* TEXT TO READ *
-------
- From: Phill Jenkins <pjenkins@us.ibm.com>
- Date: Fri, 19 Oct 2012 13:49:47 -0500
- To: public-wai-evaltf@w3.org
- Message-ID: <OF47148923.F118190E-ON86257A9C.006196BE-86257A9C.00672E2D@us.ibm.com>
Comments:
1. Abstract
A little more information is needed on what else is NOT covered or
applicable with this methodology. It is clear what this methodolgy: "only
addresses accessibility evaluation of websites after their development . .
. "
but the last line in the paragraph should be expanded with more examples
of what this methodolgy is NOT good for, without having to go to the
reference. For example, the Abstract does mention "maintaining
accessibility", while it could be expanded to also reference the following
sections (with or without the links - cause they may change):
Ongoing Monitoring
http://www.w3.org/WAI/eval/considerations.html#ongoing
Dynamically generated web pages
http://www.w3.org/WAI/eval/considerations.html#dynamic
but one are that is not cover with the methodology and not in the
additional resources is
doing an 'accessibility evaluation during the design phase' (not
just during development) but actually evaluating wireframes, visual
mock-ups, information architecture, and design choices where there may or
may not be any code running in a browser yet. Another area NOT covered is
doing an 'accessibility evaluation on implementation choices', where
various UI tool kits (e.g. jQuery, Dojo, etc.), custom widgets, template
layouts, and basic HTML choices are evaluated BEFORE implementation
begins. This is often a very useful step when doing a 're-design' of an
existing website.
-------
* PROBLEMS *
1. Repeat, word for word, the portion of the comments on the evaluation methodology between "- From: Phill" and "development . .", inclusive.
2. Proceed with the comments on the evaluation methodology, continuing from the point at which they stop.

(Records for position identification)
-------
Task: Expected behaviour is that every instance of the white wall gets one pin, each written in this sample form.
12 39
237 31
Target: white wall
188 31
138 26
-------
* RESPONSE LIST *
1.
- From: Phill Jenkins <pjenkins@us.ibm.com>
- Date: Fri, 19 Oct 2012 13:49:47 -0500
- To: public-wai-evaltf@w3.org
- Message-ID: <OF47148923.F118190E-ON86257A9C.006196BE-86257A9C.00672E2D@us.ibm.com>
Comments:
1. Abstract
A little more information is needed on what else is NOT covered or
applicable with this methodology. It is clear what this methodolgy: "only
addresses accessibility evaluation of websites after their development . .

2.
2. 5 step process seems overly complex.
Could it be simplified into a 3 step process, but still cover all the
activities?
Steps 1, 2, and 3 really could be combined into a single "Step 1.
Establish evaluation requirements and scope", but still include most of
the activities and tasks. This methodology is mostly written for an
external view, meaning from someone who is NOT the site owner, but a third
party providing an evaluation service that has no knowledge of the site or
development team before hand. So some of these activities and tasks will
seem "obvious" to some, while to others it will seem "I have no idea, I'm
not the site developer". Step 4 Audit. . . should remain as a single
step, and Step 5 Reporting . . . should remain a single step.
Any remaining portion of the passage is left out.